### Saved data entries
>>
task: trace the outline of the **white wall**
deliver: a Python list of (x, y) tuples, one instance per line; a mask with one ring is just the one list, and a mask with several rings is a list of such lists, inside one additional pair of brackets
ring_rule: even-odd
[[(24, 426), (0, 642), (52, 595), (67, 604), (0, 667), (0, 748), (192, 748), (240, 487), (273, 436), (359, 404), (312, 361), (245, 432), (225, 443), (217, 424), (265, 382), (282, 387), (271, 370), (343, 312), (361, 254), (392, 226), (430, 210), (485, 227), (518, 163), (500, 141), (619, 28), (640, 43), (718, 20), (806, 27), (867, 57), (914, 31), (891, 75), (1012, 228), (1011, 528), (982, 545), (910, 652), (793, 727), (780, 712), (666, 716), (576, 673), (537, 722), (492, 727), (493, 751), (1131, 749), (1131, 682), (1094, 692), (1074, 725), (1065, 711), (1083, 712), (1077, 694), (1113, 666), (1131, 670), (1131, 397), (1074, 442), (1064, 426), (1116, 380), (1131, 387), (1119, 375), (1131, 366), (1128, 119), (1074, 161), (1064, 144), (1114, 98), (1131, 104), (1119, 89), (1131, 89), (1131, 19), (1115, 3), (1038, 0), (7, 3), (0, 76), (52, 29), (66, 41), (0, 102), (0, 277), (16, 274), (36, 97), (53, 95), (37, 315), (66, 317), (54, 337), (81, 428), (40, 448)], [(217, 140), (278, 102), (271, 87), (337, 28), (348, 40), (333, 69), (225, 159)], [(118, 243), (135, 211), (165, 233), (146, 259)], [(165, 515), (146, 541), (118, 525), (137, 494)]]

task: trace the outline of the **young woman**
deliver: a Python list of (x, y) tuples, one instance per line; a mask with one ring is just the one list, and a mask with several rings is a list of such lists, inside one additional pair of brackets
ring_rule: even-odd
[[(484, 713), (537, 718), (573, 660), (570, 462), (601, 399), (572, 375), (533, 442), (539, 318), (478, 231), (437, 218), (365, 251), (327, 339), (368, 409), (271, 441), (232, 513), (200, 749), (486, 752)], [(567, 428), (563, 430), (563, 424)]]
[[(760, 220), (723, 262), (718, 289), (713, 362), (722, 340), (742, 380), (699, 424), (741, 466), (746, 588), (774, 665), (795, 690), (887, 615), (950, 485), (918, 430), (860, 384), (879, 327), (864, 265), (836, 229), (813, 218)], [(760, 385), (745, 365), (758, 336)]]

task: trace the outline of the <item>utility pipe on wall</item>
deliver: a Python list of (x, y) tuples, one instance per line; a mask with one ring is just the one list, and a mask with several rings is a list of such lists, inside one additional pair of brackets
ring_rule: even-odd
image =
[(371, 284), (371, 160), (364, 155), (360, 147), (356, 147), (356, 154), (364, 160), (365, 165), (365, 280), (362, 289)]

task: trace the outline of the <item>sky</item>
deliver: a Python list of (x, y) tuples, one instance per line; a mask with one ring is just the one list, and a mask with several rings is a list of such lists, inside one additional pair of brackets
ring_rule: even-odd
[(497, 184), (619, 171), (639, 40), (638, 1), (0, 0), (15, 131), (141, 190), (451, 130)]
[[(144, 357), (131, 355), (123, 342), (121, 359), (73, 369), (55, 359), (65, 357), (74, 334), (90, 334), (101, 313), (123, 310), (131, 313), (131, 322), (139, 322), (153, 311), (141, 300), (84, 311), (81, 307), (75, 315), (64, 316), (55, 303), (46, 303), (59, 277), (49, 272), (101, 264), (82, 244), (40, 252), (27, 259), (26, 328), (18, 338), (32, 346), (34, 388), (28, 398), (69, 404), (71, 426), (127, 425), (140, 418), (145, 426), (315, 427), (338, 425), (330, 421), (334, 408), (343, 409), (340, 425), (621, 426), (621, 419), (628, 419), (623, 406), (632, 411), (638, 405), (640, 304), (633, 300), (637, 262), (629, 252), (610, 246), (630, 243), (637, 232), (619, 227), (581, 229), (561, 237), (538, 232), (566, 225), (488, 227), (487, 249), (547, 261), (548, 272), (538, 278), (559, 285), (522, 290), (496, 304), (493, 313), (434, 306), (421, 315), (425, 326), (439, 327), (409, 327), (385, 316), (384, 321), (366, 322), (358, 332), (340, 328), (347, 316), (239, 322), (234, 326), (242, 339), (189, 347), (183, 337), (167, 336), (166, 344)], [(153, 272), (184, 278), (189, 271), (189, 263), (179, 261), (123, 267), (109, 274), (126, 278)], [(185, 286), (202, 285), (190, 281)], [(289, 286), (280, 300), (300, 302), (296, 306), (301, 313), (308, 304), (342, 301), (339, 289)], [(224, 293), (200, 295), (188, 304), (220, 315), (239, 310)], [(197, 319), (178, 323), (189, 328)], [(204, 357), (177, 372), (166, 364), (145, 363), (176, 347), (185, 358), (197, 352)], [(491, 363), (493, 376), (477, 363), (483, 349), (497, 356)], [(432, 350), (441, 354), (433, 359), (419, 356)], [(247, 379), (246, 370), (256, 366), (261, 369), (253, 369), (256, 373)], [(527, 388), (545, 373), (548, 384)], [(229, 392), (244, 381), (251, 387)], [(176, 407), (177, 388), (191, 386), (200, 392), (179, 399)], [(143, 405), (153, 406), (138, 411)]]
<<
### TASK TO CARRY OUT
Format all of the data above as a numbered list, one line per item, and leave out the blank lines.

### ANSWER FOR THE TASK
1. task: trace the outline of the **white wall**
2. deliver: a Python list of (x, y) tuples, one instance per line; a mask with one ring is just the one list, and a mask with several rings is a list of such lists, inside one additional pair of brackets
3. ring_rule: even-odd
4. [[(24, 426), (0, 642), (52, 595), (67, 604), (0, 667), (0, 748), (192, 748), (240, 487), (273, 436), (359, 404), (312, 361), (245, 432), (225, 443), (217, 424), (265, 382), (282, 387), (271, 370), (343, 312), (361, 254), (392, 226), (430, 210), (485, 227), (518, 163), (500, 141), (619, 28), (640, 43), (718, 20), (806, 27), (867, 57), (914, 31), (891, 75), (1012, 228), (1011, 528), (982, 545), (910, 652), (793, 727), (780, 712), (666, 716), (576, 673), (537, 722), (492, 727), (493, 751), (1131, 749), (1131, 682), (1094, 692), (1074, 725), (1065, 711), (1083, 712), (1077, 694), (1113, 666), (1131, 670), (1131, 397), (1074, 442), (1064, 426), (1116, 380), (1131, 387), (1119, 375), (1131, 366), (1128, 119), (1074, 161), (1064, 144), (1114, 98), (1131, 104), (1119, 89), (1131, 89), (1131, 19), (1115, 3), (1038, 0), (7, 3), (0, 76), (52, 29), (66, 41), (0, 102), (0, 277), (16, 274), (36, 97), (53, 95), (37, 315), (66, 317), (54, 337), (81, 428), (40, 448)], [(217, 140), (278, 102), (271, 87), (337, 28), (348, 40), (333, 69), (225, 159)], [(118, 243), (135, 211), (165, 233), (146, 259)], [(165, 515), (146, 541), (118, 525), (137, 494)]]
5. task: trace the outline of the **young woman**
6. deliver: a Python list of (x, y) tuples, one instance per line; a mask with one ring is just the one list, and a mask with several rings is a list of such lists, inside one additional pair of brackets
7. ring_rule: even-odd
8. [[(484, 713), (537, 718), (573, 660), (570, 462), (601, 399), (572, 375), (533, 442), (539, 318), (478, 231), (437, 218), (365, 251), (327, 339), (368, 409), (271, 441), (232, 513), (200, 749), (486, 752)], [(567, 428), (563, 430), (563, 424)]]
9. [[(760, 220), (723, 262), (718, 289), (713, 362), (722, 340), (742, 380), (699, 424), (741, 466), (746, 588), (774, 665), (795, 690), (887, 615), (950, 485), (918, 430), (860, 384), (879, 327), (864, 265), (836, 229), (813, 218)], [(760, 385), (745, 365), (758, 336)]]
10. task: trace the outline of the <item>utility pipe on wall</item>
11. deliver: a Python list of (x, y) tuples, one instance per line; a mask with one ring is just the one list, and a mask with several rings is a list of such lists, inside one additional pair of brackets
12. ring_rule: even-odd
13. image =
14. [(371, 284), (371, 160), (364, 155), (360, 147), (356, 147), (356, 154), (364, 160), (365, 165), (365, 280), (362, 289)]
15. task: trace the outline of the <item>sky</item>
16. deliver: a Python list of (x, y) tuples, one instance per line; a mask with one ring is just the one list, and a mask with several rings is a list of such lists, inside one additional pair of brackets
17. ring_rule: even-odd
18. [(497, 184), (619, 171), (639, 40), (638, 1), (0, 0), (15, 131), (141, 190), (451, 130)]
19. [[(144, 357), (131, 355), (123, 342), (121, 359), (73, 369), (55, 359), (65, 357), (74, 334), (90, 334), (101, 313), (123, 310), (131, 313), (131, 322), (139, 322), (153, 311), (141, 300), (84, 311), (81, 307), (75, 315), (64, 316), (55, 303), (46, 303), (59, 277), (49, 272), (101, 264), (82, 244), (40, 252), (27, 259), (26, 328), (18, 338), (32, 346), (34, 388), (28, 398), (69, 404), (71, 426), (127, 425), (140, 418), (145, 426), (315, 427), (338, 425), (330, 421), (334, 408), (343, 409), (340, 425), (621, 426), (621, 419), (628, 419), (623, 406), (632, 411), (638, 405), (640, 304), (633, 300), (637, 262), (629, 252), (610, 246), (630, 243), (637, 232), (619, 227), (581, 229), (561, 237), (538, 232), (566, 225), (488, 227), (487, 249), (547, 261), (548, 272), (538, 278), (559, 285), (522, 290), (496, 304), (493, 313), (434, 306), (421, 315), (425, 326), (439, 327), (409, 327), (385, 316), (384, 321), (366, 322), (358, 332), (340, 328), (347, 316), (239, 322), (234, 326), (242, 339), (189, 347), (183, 337), (167, 336), (166, 344)], [(153, 272), (184, 278), (189, 271), (189, 263), (179, 261), (123, 267), (109, 274), (126, 278)], [(185, 286), (202, 285), (190, 281)], [(289, 286), (280, 300), (300, 302), (296, 306), (301, 313), (308, 304), (342, 301), (339, 289)], [(224, 293), (200, 295), (188, 304), (220, 315), (239, 310)], [(197, 319), (178, 323), (189, 328)], [(204, 357), (177, 372), (166, 364), (145, 363), (176, 347), (185, 358), (197, 352)], [(491, 363), (493, 376), (477, 363), (483, 349), (497, 356)], [(432, 350), (441, 354), (433, 359), (419, 356)], [(247, 379), (246, 370), (256, 366), (261, 369), (253, 369), (256, 373)], [(527, 388), (545, 373), (548, 384)], [(229, 392), (244, 381), (251, 387)], [(176, 407), (177, 388), (191, 386), (200, 392), (179, 399)], [(143, 405), (153, 406), (138, 411)]]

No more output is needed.